◆ INSTRUCTION: Reproduce, word for word, the lines from the first one through the line containing "Phrase: male whydah".

◆ EXERCISE MATERIALS:
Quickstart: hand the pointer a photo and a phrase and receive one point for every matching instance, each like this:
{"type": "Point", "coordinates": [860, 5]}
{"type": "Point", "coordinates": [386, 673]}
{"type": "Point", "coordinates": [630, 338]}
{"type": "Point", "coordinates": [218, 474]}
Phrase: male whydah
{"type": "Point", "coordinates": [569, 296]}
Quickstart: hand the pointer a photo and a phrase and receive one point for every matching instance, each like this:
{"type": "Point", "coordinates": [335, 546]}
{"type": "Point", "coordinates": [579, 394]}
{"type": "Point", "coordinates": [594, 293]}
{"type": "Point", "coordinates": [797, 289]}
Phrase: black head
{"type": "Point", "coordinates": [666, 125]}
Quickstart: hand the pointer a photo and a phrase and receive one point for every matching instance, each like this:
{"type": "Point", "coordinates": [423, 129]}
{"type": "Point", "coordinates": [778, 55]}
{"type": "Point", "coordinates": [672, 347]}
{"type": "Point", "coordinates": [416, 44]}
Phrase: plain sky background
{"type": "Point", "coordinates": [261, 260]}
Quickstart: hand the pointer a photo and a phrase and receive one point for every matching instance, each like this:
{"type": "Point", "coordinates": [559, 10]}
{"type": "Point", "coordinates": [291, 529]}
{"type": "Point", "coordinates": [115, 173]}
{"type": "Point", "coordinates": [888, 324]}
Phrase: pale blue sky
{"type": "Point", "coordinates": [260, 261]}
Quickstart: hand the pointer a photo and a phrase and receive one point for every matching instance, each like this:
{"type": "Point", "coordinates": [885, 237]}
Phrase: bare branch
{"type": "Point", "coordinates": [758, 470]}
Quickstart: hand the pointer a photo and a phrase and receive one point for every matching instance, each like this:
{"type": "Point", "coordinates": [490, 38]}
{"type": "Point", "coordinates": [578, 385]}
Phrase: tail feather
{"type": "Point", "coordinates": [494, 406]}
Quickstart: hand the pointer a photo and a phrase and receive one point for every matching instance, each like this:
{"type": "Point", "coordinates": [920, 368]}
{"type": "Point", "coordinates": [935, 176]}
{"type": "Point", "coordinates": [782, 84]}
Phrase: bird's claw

◆ CORRECT OUTPUT:
Quickstart: hand the pointer a photo and a phrase and receive one point for every matching instance, each like this:
{"type": "Point", "coordinates": [860, 5]}
{"type": "Point", "coordinates": [386, 673]}
{"type": "Point", "coordinates": [630, 338]}
{"type": "Point", "coordinates": [218, 474]}
Phrase: male whydah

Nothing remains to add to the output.